- **Excerpt to read**:

Domesticated horse population structure, selection, and mtDNA geographic patterns

Open access Detecting the Population Structure and Scanning for Signatures of Selection in Horses (Equus caballus) From Whole-Genome Sequencing Data, by Zhang et al, Evolutionary Bioinformatics (2018) 14:1–9.

Abstract (emphasis mine):

Animal domestication gives rise to gradual changes at the genomic level through selection in populations. Selective sweeps have been traced in the genomes of many animal species, including humans, cattle, and dogs. However, little is known regarding positional candidate genes and genomic regions that exhibit signatures of selection in domestic horses. In addition, an understanding of the genetic processes underlying horse domestication, especially the origin of Chinese native populations, is still lacking. In our study, we generated whole genome sequences from 4 Chinese native horses and combined them with 48 publicly available full genome sequences, from which 15 341 213 high-quality unique single-nucleotide polymorphism variants were identified. Kazakh and Lichuan horses are 2 typical Asian native breeds that were formed in Kazakh or Northwest China and South China, respectively. We detected 1390 loss-of-function (LoF) variants in protein-coding genes, and gene ontology (GO) enrichment analysis revealed that some LoF-affected genes were overrepresented in GO terms related to the immune response. Bayesian clustering, distance analysis, and principal component analysis demonstrated that the population structure of these breeds largely reflected weak geographic patterns. Kazakh and Lichuan horses were assigned to the same lineage with other Asian native breeds, in agreement with previous studies on the genetic origin of Chinese domestic horses. We applied the composite likelihood ratio method to scan for genomic regions showing signals of recent selection in the horse genome. A total of 1052 genomic windows of 10 kB, corresponding to 933 distinct core regions, significantly exceeded neutral simulations. The GO enrichment analysis revealed that the genes under selective sweeps were overrepresented with GO terms, including “negative regulation of canonical Wnt signaling pathway,” “muscle contraction,” and “axon guidance.” Frequent exercise training in domestic horses may have resulted in changes in the expression of genes related to metabolism, muscle structure, and the nervous system.

horse-admixture
Bayesian clustering output for 5 K values from K = 2 to K = 8 in 45 domestic horses. Each individual is represented by a vertical line, which is partitioned into colored segments that represent the proportion of the inferred K clusters.

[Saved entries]
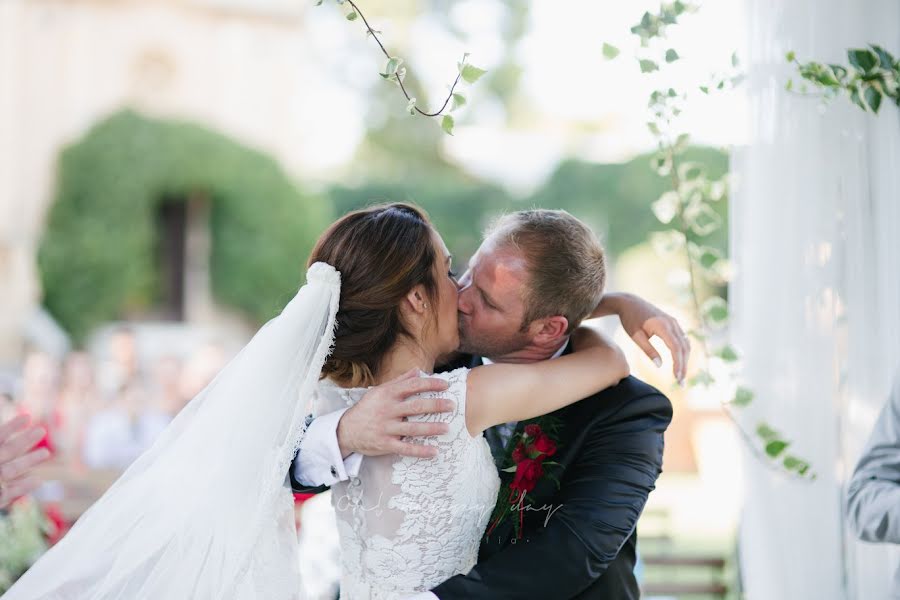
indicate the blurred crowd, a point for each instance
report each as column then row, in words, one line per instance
column 101, row 412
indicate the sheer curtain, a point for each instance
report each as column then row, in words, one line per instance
column 816, row 298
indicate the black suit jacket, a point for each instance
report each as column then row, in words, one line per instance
column 582, row 545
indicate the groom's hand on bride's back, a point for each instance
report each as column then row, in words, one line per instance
column 377, row 424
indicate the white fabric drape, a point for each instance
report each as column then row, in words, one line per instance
column 816, row 299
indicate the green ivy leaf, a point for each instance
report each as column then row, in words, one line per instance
column 792, row 463
column 392, row 65
column 707, row 256
column 470, row 73
column 666, row 207
column 648, row 66
column 729, row 354
column 857, row 99
column 766, row 432
column 447, row 124
column 690, row 171
column 702, row 219
column 715, row 310
column 609, row 51
column 742, row 397
column 862, row 58
column 702, row 378
column 776, row 447
column 873, row 98
column 884, row 57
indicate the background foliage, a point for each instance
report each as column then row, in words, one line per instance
column 97, row 253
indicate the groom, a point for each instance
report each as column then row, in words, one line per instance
column 577, row 539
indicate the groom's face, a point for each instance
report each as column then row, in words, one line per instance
column 491, row 302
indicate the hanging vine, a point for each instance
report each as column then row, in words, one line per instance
column 687, row 208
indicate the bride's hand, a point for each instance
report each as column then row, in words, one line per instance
column 642, row 321
column 377, row 423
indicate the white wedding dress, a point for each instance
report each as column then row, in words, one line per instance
column 408, row 524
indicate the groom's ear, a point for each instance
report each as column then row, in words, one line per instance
column 549, row 330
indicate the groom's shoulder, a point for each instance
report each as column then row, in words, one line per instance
column 629, row 399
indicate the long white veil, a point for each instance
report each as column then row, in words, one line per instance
column 205, row 513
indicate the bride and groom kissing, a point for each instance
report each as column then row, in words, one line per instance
column 517, row 470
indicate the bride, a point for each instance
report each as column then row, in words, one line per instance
column 206, row 513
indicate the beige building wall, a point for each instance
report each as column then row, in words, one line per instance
column 242, row 68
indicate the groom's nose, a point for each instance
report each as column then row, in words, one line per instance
column 463, row 302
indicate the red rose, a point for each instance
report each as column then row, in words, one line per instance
column 518, row 453
column 545, row 445
column 527, row 474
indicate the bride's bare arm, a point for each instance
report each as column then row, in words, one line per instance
column 501, row 393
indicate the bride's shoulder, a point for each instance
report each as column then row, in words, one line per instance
column 454, row 377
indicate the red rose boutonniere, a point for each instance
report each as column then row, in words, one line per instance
column 527, row 458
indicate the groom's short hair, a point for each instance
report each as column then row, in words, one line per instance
column 566, row 263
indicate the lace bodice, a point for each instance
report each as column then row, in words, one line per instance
column 408, row 524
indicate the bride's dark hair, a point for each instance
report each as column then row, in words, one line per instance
column 382, row 252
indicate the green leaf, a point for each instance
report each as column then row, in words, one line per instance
column 862, row 58
column 390, row 68
column 470, row 73
column 708, row 256
column 776, row 447
column 609, row 51
column 648, row 66
column 873, row 98
column 715, row 310
column 689, row 171
column 884, row 57
column 792, row 463
column 729, row 354
column 857, row 99
column 702, row 219
column 666, row 207
column 703, row 377
column 742, row 397
column 447, row 124
column 766, row 432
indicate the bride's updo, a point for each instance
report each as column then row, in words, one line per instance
column 382, row 252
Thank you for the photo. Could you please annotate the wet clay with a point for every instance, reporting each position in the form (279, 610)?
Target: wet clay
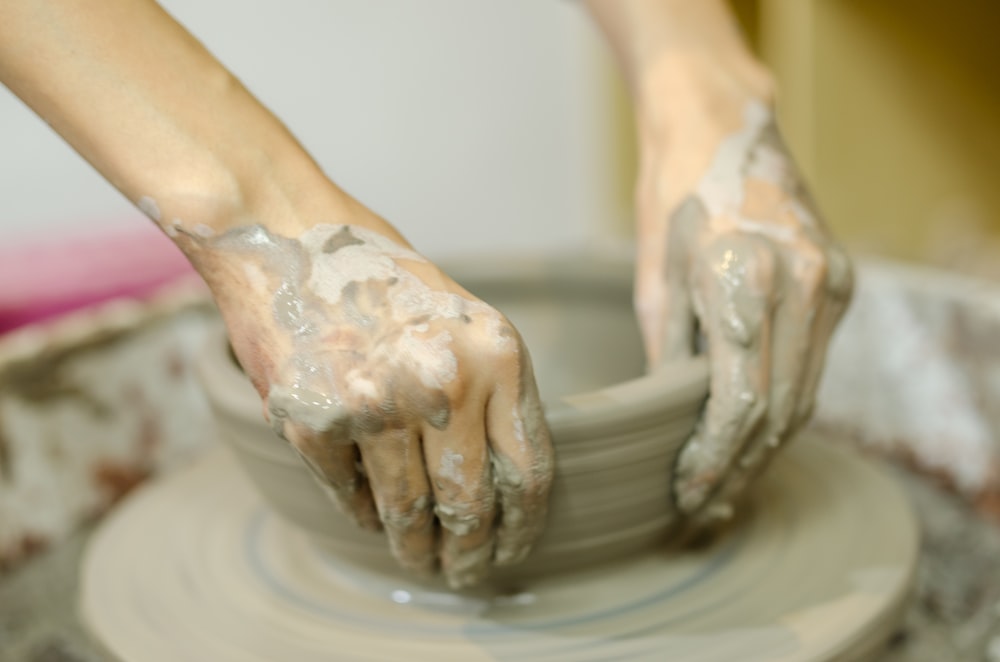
(747, 274)
(235, 582)
(411, 402)
(620, 429)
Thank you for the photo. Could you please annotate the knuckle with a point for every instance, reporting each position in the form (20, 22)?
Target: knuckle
(464, 517)
(743, 412)
(742, 262)
(407, 515)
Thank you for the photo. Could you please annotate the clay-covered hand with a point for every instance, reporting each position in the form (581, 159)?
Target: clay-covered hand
(734, 260)
(409, 399)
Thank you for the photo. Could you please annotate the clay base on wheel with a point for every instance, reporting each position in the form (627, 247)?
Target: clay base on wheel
(195, 568)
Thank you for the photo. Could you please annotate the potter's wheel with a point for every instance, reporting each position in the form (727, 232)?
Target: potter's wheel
(194, 567)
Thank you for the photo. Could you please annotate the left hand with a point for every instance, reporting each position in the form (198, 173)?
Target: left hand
(731, 249)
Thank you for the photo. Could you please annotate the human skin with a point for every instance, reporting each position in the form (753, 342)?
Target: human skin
(731, 250)
(413, 403)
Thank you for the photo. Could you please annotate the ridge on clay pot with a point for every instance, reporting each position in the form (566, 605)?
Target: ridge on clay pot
(616, 430)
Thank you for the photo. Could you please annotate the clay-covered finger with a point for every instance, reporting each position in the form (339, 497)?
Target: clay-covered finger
(733, 297)
(523, 462)
(663, 300)
(794, 342)
(336, 467)
(394, 463)
(839, 284)
(458, 465)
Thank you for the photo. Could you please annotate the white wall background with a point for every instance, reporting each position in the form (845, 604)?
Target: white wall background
(473, 125)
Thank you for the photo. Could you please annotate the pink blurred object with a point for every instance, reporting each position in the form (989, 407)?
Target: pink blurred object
(42, 279)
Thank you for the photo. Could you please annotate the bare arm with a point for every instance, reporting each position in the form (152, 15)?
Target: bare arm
(157, 115)
(364, 353)
(730, 246)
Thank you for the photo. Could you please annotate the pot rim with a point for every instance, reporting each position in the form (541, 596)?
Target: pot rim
(643, 402)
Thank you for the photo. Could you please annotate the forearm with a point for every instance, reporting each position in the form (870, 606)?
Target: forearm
(158, 116)
(671, 50)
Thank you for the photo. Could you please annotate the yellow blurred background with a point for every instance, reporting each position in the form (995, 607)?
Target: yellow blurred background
(892, 109)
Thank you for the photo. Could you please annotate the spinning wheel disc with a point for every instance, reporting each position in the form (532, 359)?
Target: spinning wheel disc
(194, 567)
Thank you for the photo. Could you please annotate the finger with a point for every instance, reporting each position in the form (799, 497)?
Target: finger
(458, 464)
(394, 462)
(662, 299)
(793, 346)
(523, 459)
(839, 288)
(733, 287)
(336, 467)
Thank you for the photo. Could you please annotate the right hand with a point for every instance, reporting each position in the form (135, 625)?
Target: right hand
(407, 397)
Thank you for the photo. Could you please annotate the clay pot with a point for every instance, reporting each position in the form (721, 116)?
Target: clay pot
(616, 431)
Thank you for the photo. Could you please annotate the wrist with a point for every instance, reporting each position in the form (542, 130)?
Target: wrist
(684, 90)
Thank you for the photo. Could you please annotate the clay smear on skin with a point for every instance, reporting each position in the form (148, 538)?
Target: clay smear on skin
(752, 187)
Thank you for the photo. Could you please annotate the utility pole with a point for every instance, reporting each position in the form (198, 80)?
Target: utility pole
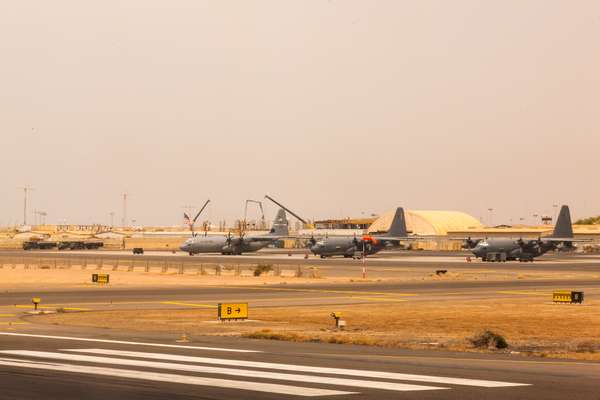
(124, 221)
(26, 189)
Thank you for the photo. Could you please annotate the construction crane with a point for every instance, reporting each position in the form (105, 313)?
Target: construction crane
(262, 218)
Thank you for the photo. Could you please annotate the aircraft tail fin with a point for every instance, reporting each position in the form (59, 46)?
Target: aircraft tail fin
(563, 227)
(398, 226)
(280, 224)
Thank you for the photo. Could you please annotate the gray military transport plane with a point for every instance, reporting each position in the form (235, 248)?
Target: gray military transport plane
(236, 245)
(507, 249)
(348, 246)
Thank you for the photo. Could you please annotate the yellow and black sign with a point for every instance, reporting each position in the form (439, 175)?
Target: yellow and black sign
(228, 311)
(36, 301)
(567, 296)
(100, 278)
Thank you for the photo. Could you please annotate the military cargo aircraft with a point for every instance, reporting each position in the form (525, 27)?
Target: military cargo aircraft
(507, 249)
(348, 246)
(236, 245)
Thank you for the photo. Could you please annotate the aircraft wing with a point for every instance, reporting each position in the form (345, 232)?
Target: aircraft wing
(399, 238)
(263, 238)
(552, 239)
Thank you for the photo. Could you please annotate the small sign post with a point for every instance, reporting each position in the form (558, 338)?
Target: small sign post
(36, 301)
(101, 278)
(232, 311)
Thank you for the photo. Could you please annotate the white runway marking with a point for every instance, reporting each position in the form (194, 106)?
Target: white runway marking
(172, 378)
(226, 371)
(173, 346)
(304, 368)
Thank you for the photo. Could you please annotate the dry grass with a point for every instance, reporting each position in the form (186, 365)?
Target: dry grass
(529, 325)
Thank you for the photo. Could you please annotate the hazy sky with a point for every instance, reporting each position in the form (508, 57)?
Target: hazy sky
(334, 107)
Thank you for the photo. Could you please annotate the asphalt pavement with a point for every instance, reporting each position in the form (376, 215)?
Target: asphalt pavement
(67, 367)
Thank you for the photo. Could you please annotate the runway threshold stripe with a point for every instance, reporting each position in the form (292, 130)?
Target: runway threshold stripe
(173, 378)
(302, 368)
(172, 346)
(225, 371)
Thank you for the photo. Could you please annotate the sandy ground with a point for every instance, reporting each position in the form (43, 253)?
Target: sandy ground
(530, 325)
(19, 278)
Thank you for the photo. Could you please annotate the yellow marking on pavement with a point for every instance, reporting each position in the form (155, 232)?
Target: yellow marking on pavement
(180, 303)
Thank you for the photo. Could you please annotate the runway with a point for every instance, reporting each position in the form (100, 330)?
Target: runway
(34, 367)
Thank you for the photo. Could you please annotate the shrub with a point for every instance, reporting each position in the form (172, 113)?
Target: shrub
(489, 339)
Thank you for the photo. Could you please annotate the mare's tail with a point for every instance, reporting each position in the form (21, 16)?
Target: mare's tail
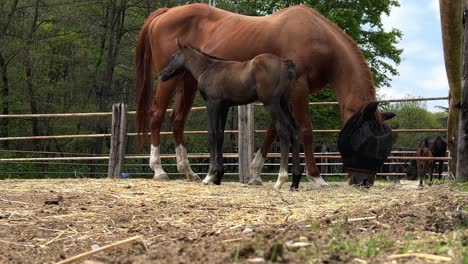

- **Problem requirements**:
Condense the paragraph of the horse population structure text that begins "Animal domestication gives rise" into a short bulleted list that keeps its main facts.

- **Solution to the problem**:
- Domestication causes gradual genomic changes through selection, and selective sweeps have been traced in humans, cattle and dogs. Little is known about selection signatures in domestic horses or about the origin of Chinese native populations.
- Whole genomes from 4 Chinese native horses were combined with 48 public genomes, yielding 15 341 213 high-quality unique SNP variants.
- Kazakh and Lichuan horses are 2 typical Asian native breeds, formed in Kazakh or Northwest China and in South China, respectively.
- 1390 loss-of-function variants were found in protein-coding genes. Some of the affected genes were overrepresented in immune-response GO terms.
- Bayesian clustering, distance analysis and PCA showed a population structure that largely reflected weak geographic patterns.
- Kazakh and Lichuan horses fell into the same lineage as other Asian native breeds, which agrees with earlier studies on the origin of Chinese domestic horses.
- A composite likelihood ratio scan found 1052 10 kB windows, corresponding to 933 distinct core regions, that significantly exceeded neutral simulations.
- Genes under selective sweeps were overrepresented in GO terms including "negative regulation of canonical Wnt signaling pathway," "muscle contraction" and "axon guidance."
- Frequent exercise training may have changed the expression of genes related to metabolism, muscle structure and the nervous system.